Aufgabe 1: Nennen Sie alle Dinge, die die Kinder laut dem Text über Tante Narda ertrugen.
Aufgabe 2: Führen Sie den Text über Tante Narda im Anschluss an seinen letzten Satz weiter.

Seitentext:
══════

Momentaufnahme: Tante Narda
8. Juli 2009 von Donna
Wir Kinder mochten Tante Narda aus einem einzigen Grund. Wenn sie uns besuchte, besserte sie unser Taschengeld in nicht unerheblichem Maße auf. Ach ja, und eine Tafel Novesia-Vollmilch-Ganze Haselnüsse-Schokolade gab es auch.
Wir ertrugen ihre sehr feuchten Küsse, den Uralt-Lavendel-Geruch, der sie stets umgab, und ihre langatmigen Erzählungen von der Herrschaft, bei der sie als Hausdame lange Jahre in Stellung war, bevor sie für damalige Verhältnisse sehr spät heiratete. Ihre Ehe war nur von kurzer Dauer, ihr Mann blieb im Krieg, ihr aber blieb eine gute Pension und die Kriegswitwen-Rente. An ihre Haut ließ sie nur Wasser und CD – damit will ich sagen, dass sie um Männer einen großen Bogen machte, sie war Single aus Überzeugung.

══════

Verfügbare Daten:
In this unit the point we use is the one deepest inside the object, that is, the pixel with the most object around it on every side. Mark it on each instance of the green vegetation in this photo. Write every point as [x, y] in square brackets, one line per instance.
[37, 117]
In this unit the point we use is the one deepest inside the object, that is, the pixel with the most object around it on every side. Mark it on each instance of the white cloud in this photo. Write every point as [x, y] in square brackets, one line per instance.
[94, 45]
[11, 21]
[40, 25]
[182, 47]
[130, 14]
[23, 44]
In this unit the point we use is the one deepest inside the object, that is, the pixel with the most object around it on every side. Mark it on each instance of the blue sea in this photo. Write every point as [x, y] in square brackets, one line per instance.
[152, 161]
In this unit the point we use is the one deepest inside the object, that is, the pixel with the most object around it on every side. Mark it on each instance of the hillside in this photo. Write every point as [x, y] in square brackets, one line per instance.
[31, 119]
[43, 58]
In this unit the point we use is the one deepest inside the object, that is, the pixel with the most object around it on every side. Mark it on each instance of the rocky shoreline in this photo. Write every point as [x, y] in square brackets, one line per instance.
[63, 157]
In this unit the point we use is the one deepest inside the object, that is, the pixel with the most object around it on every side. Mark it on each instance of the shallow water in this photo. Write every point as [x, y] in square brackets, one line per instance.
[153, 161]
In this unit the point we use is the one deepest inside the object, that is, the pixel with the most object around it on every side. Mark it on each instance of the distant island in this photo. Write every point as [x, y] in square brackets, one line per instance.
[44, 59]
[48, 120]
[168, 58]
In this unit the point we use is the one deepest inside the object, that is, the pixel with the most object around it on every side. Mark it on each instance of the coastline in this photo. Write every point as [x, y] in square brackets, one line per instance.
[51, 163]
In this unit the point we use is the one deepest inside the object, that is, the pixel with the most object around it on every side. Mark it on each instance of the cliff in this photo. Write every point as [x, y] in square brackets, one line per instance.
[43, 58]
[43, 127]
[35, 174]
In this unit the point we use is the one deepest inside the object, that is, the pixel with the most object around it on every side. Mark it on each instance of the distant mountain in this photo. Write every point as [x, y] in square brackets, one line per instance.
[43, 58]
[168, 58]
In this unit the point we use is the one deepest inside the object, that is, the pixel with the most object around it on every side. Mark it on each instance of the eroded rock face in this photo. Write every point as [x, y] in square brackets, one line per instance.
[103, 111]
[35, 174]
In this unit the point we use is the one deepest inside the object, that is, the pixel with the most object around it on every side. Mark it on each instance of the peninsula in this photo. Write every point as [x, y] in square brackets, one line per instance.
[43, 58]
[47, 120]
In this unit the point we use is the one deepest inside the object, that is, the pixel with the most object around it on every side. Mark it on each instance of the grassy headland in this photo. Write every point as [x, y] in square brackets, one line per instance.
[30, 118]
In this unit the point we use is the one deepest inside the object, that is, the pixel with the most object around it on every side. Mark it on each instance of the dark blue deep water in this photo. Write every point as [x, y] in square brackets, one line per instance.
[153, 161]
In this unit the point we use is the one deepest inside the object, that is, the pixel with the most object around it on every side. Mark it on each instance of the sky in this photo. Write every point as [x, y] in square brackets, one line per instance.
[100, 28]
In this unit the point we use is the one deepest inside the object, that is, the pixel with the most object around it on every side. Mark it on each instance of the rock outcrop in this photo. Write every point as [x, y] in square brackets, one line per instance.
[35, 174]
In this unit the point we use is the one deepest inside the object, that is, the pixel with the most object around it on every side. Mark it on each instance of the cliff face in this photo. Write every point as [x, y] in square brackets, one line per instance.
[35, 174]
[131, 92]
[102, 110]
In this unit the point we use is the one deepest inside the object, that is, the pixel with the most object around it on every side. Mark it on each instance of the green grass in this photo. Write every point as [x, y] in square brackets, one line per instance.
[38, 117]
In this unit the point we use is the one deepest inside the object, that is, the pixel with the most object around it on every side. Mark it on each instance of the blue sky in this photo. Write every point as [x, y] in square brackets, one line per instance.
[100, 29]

══════

Lösung 1:
- ihre sehr feuchten Küsse
- den Uralt-Lavendel-Geruch, der sie stets umgab
- ihre langatmigen Erzählungen von der Herrschaft, bei der sie als Hausdame lange Jahre in Stellung war

Lösung 2:
Tante Narda war ständig auf Reisen – Verwandtenbesuche. Ihre Verwandtschaft war so groß, dass sie selten zu Hause war. Im Nachhinein überlege ich gerade, ob sie ganz bewusst das Jahr verplante… Aber nein, auf ihre eventuelle Planung konnte sie sich ja gar nicht verlassen, denn sie war sehr rechthaberisch und die daraus resultierende Streitsucht machte ihr häufig einen Strich durch ihre eigene Rechnung. Beleidigt brach sie häufig ihren Aufenthalt ab, um sich nach wochenlangem Schweigen doch wieder in Erinnerung zu bringen. Sie tat so, als sei nichts gewesen, schickte Päckchen und Pakete mit Selbstgestricktem und Konfekt, nur um für den nächsten Besuch wieder Schönwetter zu machen. Eine Entschuldigung wäre das Letzte gewesen, was aus ihrem Mund oder ihrer Feder gekommen wäre. Hochherrschaftliche Allüren – ja, die hatte sie irgendwie angenommen und die lebte sie.
Was mir noch in Erinnerung geblieben ist? Tante Nardas Kommentar, wenn sie vom selbstgebacken Kuchen meiner Mutter kostete, war: „Da fehlt die Prise Salz! Das schmecke ich sofort.“ Wir Kinder warteten jedes Mal darauf und wurden nicht enttäuscht.
Erst nach ihrem Tod kam es heraus, als ihr Arbeitszeugnis in all den Papieren gefunden wurde: Tante Narda war nie Hausdame gewesen, sie war die Köchin, die nie die Prise Salz vergaß.